- Reading passage

----

We need to talk about your backups

We need to talk about your backups
Photo by Denny Müller / Unsplash

Really - we do.

This is the first of a series of posts we'll be composing relating to the fundamentals that all businesses no matter what size should be addressing.

As this isn't the most exciting topic I'd urge you to grab a coffee now before reading further as this is likely to be a long post.

Over the years, I've worked with a lot of organisations, and one of the early questions I ask is about their backups. More often than not, I'm greeted with a "yes, our MSP does that for us", but without any further validation of what that actually means or checking that this is actually happening.

In most cases, there's an assumption that the MSP or even internal IT department will magically understand what the business requirements are in this arena and provide accordingly. Conversely the team responsible for this may just assume that as they haven't been told otherwise, then nightly (or even weekly) backups will suffice.

There are several different types of disaster scenario that you probably want to consider.

----

- Given information
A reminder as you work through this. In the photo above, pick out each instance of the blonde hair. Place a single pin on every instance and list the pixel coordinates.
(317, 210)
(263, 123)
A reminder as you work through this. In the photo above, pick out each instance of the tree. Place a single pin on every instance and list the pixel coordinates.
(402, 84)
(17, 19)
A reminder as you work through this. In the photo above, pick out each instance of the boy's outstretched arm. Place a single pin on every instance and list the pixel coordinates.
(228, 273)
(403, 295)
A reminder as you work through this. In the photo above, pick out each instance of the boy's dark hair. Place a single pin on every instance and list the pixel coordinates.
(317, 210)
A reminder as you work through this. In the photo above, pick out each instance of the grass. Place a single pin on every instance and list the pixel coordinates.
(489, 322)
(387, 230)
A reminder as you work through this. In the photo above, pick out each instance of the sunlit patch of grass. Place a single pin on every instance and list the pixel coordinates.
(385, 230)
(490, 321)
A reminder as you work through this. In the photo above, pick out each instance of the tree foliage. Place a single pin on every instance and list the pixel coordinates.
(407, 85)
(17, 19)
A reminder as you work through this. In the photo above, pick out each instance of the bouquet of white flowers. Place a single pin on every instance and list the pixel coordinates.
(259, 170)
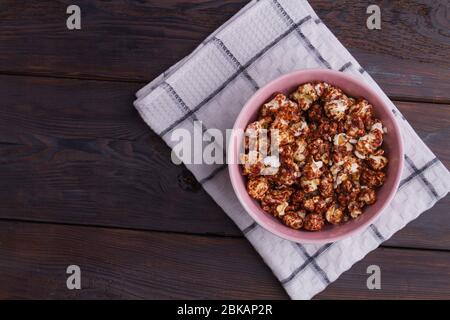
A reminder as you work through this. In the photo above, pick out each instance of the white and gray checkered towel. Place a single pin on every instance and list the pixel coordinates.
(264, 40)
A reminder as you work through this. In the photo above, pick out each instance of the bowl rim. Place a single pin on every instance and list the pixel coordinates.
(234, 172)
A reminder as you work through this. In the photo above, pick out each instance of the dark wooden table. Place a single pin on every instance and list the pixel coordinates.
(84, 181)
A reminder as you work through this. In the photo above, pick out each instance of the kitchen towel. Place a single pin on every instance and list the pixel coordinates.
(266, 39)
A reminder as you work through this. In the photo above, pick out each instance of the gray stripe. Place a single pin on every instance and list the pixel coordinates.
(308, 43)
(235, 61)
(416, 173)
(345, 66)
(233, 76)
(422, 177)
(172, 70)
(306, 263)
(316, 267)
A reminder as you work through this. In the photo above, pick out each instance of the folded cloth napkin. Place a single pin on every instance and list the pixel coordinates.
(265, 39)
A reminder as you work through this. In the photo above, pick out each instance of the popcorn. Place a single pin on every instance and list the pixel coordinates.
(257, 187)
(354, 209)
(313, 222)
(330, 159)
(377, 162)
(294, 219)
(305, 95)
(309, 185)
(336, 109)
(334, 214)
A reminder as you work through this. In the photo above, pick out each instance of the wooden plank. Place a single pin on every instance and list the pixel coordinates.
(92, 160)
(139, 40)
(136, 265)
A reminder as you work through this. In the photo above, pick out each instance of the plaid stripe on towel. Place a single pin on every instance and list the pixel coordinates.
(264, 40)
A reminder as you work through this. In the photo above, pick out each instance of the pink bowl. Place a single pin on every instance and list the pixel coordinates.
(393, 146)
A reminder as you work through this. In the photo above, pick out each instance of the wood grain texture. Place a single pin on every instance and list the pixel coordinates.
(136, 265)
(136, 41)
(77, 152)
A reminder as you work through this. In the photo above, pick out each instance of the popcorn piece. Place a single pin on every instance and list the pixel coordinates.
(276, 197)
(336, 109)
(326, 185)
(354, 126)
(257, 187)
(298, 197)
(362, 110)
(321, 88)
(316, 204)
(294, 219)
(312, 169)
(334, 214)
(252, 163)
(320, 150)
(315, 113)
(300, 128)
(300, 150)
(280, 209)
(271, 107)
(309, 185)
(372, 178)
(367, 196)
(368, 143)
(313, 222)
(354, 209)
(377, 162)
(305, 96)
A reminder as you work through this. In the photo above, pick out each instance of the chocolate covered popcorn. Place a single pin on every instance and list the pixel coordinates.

----

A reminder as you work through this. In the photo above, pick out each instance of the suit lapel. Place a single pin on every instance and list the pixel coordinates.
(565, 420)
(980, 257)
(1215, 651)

----

- Problems to work on
**a)** Reproduce the backups post verbatim, covering the stretch from "In most cases, there's" through "want to consider.".
**b)** List every contraction that appears in the post about backups, in the order in which they occur.

- Per-task answers
**a)**
In most cases, there's an assumption that the MSP or even internal IT department will magically understand what the business requirements are in this arena and provide accordingly. Conversely the team responsible for this may just assume that as they haven't been told otherwise, then nightly (or even weekly) backups will suffice.

There are several different types of disaster scenario that you probably want to consider.

**b)**
we'll
isn't
I'd
I've
I'm
there's
haven't